Render every line of the listing below as a JSON list of strings, one string per line, leaving out blank lines and the picture.

···

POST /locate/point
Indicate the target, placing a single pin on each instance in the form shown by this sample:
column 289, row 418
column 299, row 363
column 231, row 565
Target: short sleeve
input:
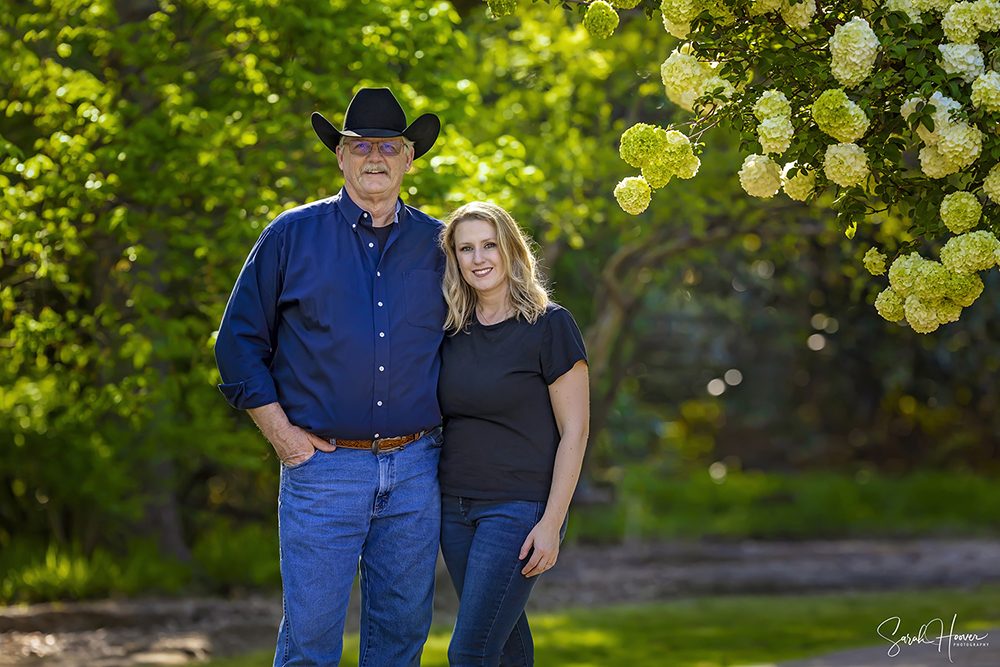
column 562, row 344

···

Full answer.
[
  "POST /locate/point",
  "Indicate the target, placing a single pin on each instance in the form shown by this sample:",
  "column 289, row 418",
  "column 299, row 363",
  "column 231, row 565",
  "Target: short sleeve",
  "input:",
  "column 562, row 344"
]